* Directions
List every line of the records below that contains the word "standing", treating uppercase and lowercase as distinct.

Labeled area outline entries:
"""

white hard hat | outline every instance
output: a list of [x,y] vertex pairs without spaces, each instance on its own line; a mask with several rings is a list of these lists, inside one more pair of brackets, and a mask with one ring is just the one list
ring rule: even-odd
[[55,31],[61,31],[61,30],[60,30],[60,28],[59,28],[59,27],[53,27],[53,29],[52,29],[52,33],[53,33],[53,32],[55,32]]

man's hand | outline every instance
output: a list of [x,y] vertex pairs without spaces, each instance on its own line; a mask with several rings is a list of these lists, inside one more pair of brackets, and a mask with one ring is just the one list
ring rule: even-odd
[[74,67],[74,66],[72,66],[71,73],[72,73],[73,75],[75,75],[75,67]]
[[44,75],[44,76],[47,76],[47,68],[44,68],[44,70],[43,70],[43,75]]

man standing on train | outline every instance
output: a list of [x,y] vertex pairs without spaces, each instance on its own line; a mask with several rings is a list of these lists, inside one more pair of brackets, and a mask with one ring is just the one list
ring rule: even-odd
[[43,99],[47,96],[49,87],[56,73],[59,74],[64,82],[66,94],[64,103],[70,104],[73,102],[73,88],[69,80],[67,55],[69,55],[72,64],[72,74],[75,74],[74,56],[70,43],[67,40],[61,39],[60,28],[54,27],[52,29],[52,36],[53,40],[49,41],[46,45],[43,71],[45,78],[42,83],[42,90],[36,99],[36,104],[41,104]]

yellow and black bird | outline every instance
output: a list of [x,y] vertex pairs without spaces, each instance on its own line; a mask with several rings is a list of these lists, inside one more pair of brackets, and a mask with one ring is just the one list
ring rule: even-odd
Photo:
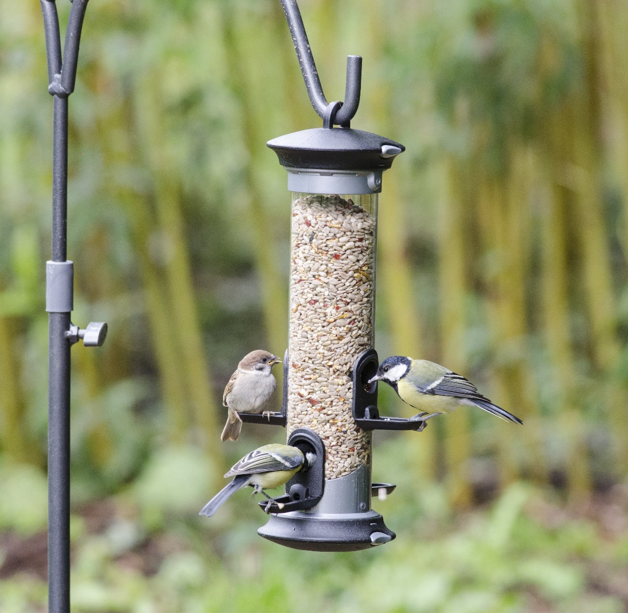
[[303,455],[300,449],[289,445],[273,443],[258,447],[231,467],[225,477],[233,477],[233,480],[223,487],[198,514],[211,517],[227,498],[247,486],[253,488],[253,494],[260,493],[268,499],[268,511],[273,499],[264,490],[283,486],[298,471],[309,468],[315,459],[314,453]]
[[426,421],[431,417],[449,413],[462,404],[479,406],[502,420],[523,422],[482,396],[470,381],[440,364],[428,360],[393,355],[384,360],[369,381],[384,381],[391,386],[404,402],[421,413],[416,419]]

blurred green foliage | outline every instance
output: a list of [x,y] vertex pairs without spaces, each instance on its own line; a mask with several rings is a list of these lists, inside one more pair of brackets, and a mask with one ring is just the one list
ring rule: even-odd
[[[73,320],[110,334],[73,349],[75,610],[625,610],[628,9],[300,4],[328,97],[360,53],[354,127],[407,146],[381,198],[380,355],[443,361],[526,426],[461,411],[378,435],[398,536],[372,551],[262,541],[243,494],[196,517],[225,466],[283,438],[219,446],[220,393],[247,351],[285,349],[288,195],[264,143],[320,120],[277,0],[94,0],[68,258]],[[39,6],[0,11],[0,609],[18,613],[45,600],[51,102]]]

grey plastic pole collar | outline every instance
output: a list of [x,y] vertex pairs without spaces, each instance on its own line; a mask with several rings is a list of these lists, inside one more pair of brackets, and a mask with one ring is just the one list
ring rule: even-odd
[[46,310],[70,313],[74,308],[74,263],[46,263]]

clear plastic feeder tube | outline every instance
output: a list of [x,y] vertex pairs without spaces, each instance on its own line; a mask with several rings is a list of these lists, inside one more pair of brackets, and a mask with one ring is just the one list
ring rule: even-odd
[[320,437],[327,480],[362,468],[356,511],[370,508],[371,435],[352,415],[351,374],[374,345],[377,215],[376,193],[292,192],[288,435]]

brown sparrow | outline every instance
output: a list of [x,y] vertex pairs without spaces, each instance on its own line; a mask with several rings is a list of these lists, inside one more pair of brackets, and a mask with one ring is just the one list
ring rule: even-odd
[[222,394],[222,404],[229,410],[220,440],[237,440],[242,429],[238,413],[264,411],[277,387],[271,369],[281,361],[262,349],[251,351],[242,359]]

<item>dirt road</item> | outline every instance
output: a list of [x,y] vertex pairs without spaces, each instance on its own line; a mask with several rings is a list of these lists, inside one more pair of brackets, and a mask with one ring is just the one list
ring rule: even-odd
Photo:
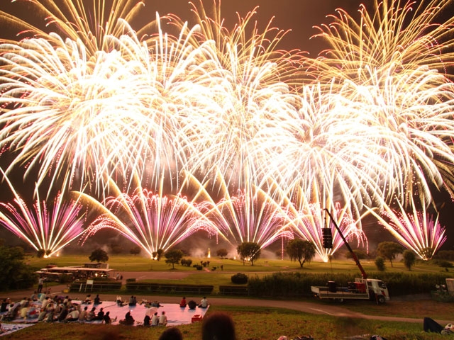
[[[189,275],[188,273],[176,273],[176,272],[121,272],[121,275],[123,275],[123,282],[126,283],[126,280],[130,278],[134,278],[136,279],[174,279],[182,280],[186,276]],[[60,285],[52,286],[51,288],[51,295],[70,295],[73,300],[82,300],[85,298],[87,292],[74,292],[71,293],[65,293],[63,290],[66,288],[65,285]],[[32,290],[16,291],[10,293],[0,293],[0,298],[10,298],[12,300],[21,300],[24,297],[28,298],[33,293]],[[109,294],[101,294],[101,299],[104,301],[115,301],[116,300],[116,295]],[[147,300],[148,301],[159,301],[162,303],[179,303],[181,300],[180,297],[175,296],[157,296],[157,295],[136,295],[138,301],[141,300]],[[123,300],[127,300],[129,297],[122,297]],[[200,296],[187,296],[187,300],[194,300],[196,302],[200,300],[201,297]],[[352,312],[348,309],[342,307],[339,305],[334,305],[333,303],[314,303],[307,301],[292,301],[292,300],[259,300],[251,298],[215,298],[209,297],[209,301],[211,305],[223,305],[223,306],[257,306],[263,307],[279,307],[287,308],[294,310],[299,310],[306,313],[326,314],[336,317],[343,317],[350,318],[362,318],[367,319],[380,319],[384,321],[399,321],[404,322],[418,322],[422,323],[422,318],[411,318],[411,317],[391,317],[389,315],[367,315],[356,312]],[[372,302],[371,302],[372,303]],[[411,303],[411,302],[409,302]],[[415,302],[414,303],[417,303]],[[428,310],[428,316],[433,316],[431,314],[429,305],[436,303],[433,301],[428,300],[424,301],[422,304],[425,306],[425,309]],[[414,308],[419,308],[419,307],[413,307]],[[431,307],[434,312],[436,311],[439,306],[433,305]],[[387,314],[387,312],[384,310],[384,314]],[[447,324],[452,322],[453,320],[439,320],[437,319],[441,324]]]

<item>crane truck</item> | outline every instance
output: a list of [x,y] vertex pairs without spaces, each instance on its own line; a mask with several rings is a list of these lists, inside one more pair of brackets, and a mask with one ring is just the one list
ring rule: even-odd
[[[325,211],[329,216],[333,224],[336,227],[339,235],[342,237],[344,244],[347,246],[347,249],[352,254],[353,260],[356,263],[356,265],[361,271],[361,278],[355,279],[353,282],[348,283],[346,287],[338,287],[336,281],[328,281],[326,286],[311,286],[311,290],[312,293],[320,299],[331,299],[336,301],[343,301],[344,300],[370,300],[375,301],[377,304],[384,303],[389,300],[389,293],[388,293],[388,288],[386,284],[381,280],[376,278],[367,278],[367,274],[365,271],[362,266],[360,263],[358,256],[355,252],[352,250],[348,242],[344,237],[340,229],[338,226],[337,223],[331,216],[331,214],[325,209]],[[331,228],[323,228],[331,231]],[[328,242],[326,239],[323,239],[323,246],[326,247],[330,247],[326,243],[331,242],[332,239],[330,232],[326,232],[328,230],[323,230],[323,238],[327,235]]]

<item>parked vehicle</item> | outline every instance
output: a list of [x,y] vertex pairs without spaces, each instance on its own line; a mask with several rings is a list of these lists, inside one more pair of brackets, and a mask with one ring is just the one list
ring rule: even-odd
[[328,281],[326,286],[312,286],[312,293],[321,299],[337,301],[344,300],[370,300],[378,303],[389,300],[386,284],[376,278],[355,278],[347,287],[337,287],[335,281]]
[[[321,299],[331,299],[338,301],[344,300],[371,300],[378,303],[384,303],[389,300],[388,288],[384,283],[376,278],[367,278],[367,274],[364,271],[360,260],[356,256],[355,252],[348,244],[347,239],[342,234],[342,231],[333,218],[331,214],[327,209],[324,209],[330,220],[339,233],[345,246],[352,254],[356,265],[361,271],[361,278],[355,278],[354,282],[349,282],[347,287],[337,287],[335,281],[328,281],[328,284],[324,287],[311,286],[311,290],[318,298]],[[323,228],[322,230],[323,236],[323,246],[331,248],[332,235],[331,228]]]

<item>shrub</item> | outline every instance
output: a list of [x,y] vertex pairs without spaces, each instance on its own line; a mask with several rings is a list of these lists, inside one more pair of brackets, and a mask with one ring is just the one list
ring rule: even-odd
[[238,273],[237,274],[232,275],[231,280],[233,283],[242,285],[244,283],[248,283],[248,276],[246,274],[243,274],[243,273]]
[[436,260],[434,261],[437,266],[441,268],[453,268],[454,265],[450,263],[449,261],[445,260]]
[[179,263],[182,264],[182,266],[190,267],[192,264],[192,260],[191,259],[182,259]]
[[377,256],[375,258],[375,266],[379,271],[384,271],[386,270],[386,266],[384,265],[384,259],[381,256]]

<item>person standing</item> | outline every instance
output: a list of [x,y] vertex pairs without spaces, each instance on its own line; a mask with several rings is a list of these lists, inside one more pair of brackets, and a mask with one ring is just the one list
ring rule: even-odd
[[182,300],[179,302],[179,307],[186,307],[186,298],[183,297],[183,298],[182,299]]
[[157,326],[159,324],[159,317],[157,316],[157,312],[155,312],[153,316],[151,317],[151,325]]
[[202,319],[201,340],[236,340],[235,324],[231,316],[215,312]]
[[200,300],[199,307],[200,308],[206,308],[208,307],[208,300],[206,300],[206,296],[204,296],[204,298]]
[[38,290],[36,293],[40,293],[43,291],[43,285],[44,284],[44,279],[43,276],[40,276],[40,278],[38,279]]
[[165,314],[165,311],[162,311],[162,314],[159,317],[159,325],[166,326],[167,324],[167,316]]

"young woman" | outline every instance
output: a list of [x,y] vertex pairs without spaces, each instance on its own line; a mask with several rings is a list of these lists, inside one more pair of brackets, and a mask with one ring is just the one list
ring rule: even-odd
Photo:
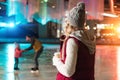
[[95,36],[85,30],[85,4],[78,3],[67,16],[62,50],[53,56],[56,80],[95,80]]

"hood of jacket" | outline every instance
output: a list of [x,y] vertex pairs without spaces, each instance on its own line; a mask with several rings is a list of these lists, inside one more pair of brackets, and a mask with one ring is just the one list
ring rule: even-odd
[[90,54],[94,54],[96,52],[96,37],[93,30],[74,31],[70,36],[75,37],[85,44],[88,47]]

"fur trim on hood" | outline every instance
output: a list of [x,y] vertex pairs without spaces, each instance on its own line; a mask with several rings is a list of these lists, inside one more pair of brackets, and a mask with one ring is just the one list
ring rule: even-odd
[[71,33],[70,36],[75,37],[85,44],[88,47],[90,54],[96,52],[96,37],[92,30],[78,30]]

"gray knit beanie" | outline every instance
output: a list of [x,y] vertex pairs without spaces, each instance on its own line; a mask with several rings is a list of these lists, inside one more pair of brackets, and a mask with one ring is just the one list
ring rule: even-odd
[[70,25],[74,27],[84,27],[85,23],[85,4],[80,2],[70,10],[67,16]]

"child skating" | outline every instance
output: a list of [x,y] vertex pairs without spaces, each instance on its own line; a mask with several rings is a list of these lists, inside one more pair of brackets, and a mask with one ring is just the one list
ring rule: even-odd
[[20,45],[18,43],[15,43],[15,52],[14,52],[14,59],[15,59],[15,64],[14,64],[14,70],[19,70],[19,58],[22,55],[23,50],[20,49]]

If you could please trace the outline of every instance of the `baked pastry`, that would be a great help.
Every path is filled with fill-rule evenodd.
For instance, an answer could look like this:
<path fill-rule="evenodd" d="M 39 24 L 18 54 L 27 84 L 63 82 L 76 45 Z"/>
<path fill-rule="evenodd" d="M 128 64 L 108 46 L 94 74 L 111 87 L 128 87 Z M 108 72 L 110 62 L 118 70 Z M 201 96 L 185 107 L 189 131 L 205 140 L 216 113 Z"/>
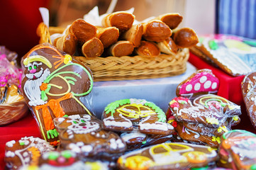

"""

* Result
man standing on train | outline every instance
<item>person standing</item> | outline every instance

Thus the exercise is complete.